● Try it:
State, as a single number, how many lines in the data below contain "front".
____
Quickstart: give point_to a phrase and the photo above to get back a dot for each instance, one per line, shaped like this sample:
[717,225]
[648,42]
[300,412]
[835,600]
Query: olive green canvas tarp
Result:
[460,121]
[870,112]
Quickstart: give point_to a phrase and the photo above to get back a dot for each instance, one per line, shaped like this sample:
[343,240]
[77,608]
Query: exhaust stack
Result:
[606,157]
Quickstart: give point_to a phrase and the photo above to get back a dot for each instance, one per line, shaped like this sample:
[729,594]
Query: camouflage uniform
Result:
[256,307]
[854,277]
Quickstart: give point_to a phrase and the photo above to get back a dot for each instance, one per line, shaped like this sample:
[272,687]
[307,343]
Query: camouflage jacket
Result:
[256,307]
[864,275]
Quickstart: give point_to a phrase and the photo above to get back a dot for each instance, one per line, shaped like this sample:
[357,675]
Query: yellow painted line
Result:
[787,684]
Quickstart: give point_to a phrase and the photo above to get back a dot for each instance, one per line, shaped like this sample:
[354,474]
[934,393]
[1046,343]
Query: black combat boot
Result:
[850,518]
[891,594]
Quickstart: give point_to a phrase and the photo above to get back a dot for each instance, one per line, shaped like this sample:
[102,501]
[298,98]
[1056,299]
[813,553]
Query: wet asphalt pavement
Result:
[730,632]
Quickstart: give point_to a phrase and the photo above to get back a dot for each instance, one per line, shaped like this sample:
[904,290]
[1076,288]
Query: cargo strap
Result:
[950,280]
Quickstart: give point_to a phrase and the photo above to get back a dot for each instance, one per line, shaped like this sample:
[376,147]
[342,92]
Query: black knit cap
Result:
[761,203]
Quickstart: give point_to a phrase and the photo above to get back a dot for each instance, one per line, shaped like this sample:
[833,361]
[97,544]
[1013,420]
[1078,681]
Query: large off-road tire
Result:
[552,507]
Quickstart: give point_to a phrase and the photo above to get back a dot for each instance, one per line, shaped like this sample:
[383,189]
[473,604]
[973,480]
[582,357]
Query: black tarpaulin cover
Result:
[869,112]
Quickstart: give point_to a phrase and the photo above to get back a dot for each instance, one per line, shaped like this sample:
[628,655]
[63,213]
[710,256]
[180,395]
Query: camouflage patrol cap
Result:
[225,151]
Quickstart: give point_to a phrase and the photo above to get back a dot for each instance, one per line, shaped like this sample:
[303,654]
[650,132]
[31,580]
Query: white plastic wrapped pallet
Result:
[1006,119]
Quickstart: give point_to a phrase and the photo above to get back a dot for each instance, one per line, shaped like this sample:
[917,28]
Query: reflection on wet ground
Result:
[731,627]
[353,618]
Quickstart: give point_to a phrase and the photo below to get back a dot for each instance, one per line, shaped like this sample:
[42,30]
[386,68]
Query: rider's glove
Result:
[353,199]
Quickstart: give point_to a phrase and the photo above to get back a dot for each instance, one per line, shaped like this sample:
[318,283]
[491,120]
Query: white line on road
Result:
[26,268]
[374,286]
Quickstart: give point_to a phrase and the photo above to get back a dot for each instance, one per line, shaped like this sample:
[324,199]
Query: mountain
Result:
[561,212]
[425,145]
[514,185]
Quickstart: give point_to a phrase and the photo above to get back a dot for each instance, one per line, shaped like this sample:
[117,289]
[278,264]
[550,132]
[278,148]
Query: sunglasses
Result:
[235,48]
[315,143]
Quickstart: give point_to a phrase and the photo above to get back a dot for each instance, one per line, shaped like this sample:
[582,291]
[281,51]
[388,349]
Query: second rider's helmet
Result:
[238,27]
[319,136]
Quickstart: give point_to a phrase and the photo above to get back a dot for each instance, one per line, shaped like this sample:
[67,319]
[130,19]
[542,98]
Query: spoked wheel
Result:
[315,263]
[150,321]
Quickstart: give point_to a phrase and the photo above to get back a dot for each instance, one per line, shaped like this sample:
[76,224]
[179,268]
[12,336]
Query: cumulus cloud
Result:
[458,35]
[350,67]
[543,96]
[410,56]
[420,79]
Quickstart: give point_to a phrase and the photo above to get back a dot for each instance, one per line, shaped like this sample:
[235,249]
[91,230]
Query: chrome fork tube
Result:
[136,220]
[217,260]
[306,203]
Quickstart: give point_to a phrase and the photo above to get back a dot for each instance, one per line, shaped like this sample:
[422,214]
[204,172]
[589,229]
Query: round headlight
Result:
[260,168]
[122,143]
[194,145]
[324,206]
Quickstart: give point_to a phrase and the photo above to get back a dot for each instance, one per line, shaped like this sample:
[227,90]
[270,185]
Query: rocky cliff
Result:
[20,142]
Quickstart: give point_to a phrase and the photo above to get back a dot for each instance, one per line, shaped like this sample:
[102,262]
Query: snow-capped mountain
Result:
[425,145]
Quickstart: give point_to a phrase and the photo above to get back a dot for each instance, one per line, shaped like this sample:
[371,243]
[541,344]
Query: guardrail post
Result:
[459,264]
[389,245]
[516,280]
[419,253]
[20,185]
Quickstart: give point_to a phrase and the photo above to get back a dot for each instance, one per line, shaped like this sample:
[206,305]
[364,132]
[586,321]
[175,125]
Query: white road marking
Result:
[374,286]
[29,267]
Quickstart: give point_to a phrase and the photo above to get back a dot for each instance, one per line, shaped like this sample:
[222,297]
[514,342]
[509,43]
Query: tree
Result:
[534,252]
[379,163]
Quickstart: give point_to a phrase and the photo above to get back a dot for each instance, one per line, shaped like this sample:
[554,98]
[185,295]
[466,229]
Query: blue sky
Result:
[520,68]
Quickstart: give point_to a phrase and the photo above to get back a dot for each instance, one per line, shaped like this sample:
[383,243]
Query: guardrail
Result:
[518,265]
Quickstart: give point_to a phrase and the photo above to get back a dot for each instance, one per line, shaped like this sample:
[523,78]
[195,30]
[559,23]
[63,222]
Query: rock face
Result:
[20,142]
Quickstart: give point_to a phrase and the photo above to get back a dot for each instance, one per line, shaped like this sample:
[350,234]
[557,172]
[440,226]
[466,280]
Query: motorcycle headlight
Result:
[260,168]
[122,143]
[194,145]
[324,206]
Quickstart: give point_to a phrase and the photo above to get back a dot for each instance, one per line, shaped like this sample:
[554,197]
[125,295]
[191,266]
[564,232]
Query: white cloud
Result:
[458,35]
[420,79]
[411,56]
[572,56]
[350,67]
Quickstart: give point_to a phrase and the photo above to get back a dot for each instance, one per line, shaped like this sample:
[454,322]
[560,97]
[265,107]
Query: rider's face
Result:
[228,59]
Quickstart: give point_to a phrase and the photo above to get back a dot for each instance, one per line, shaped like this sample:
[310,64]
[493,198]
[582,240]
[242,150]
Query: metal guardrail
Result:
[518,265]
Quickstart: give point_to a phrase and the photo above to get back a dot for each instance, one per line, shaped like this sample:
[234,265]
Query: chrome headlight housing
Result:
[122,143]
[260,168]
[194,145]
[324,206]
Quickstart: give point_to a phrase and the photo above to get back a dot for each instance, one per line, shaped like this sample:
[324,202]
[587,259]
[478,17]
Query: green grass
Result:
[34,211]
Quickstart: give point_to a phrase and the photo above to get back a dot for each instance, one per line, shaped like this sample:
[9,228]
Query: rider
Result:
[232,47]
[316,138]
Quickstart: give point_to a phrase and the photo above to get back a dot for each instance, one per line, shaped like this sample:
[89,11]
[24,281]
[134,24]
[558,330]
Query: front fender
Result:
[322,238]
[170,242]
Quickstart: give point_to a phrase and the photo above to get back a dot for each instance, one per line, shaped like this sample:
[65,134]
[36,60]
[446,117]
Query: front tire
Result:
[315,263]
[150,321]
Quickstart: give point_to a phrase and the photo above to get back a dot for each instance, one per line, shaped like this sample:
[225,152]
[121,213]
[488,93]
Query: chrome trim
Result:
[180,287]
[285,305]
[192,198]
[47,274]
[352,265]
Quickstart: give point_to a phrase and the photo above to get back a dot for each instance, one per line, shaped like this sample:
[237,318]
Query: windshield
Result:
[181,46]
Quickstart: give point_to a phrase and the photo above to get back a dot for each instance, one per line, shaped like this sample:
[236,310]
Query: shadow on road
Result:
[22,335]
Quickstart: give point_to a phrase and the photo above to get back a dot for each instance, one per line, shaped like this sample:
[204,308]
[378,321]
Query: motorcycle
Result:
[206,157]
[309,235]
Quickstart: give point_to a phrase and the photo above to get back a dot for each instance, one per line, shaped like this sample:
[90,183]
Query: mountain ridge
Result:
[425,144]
____
● Solution for this exercise:
2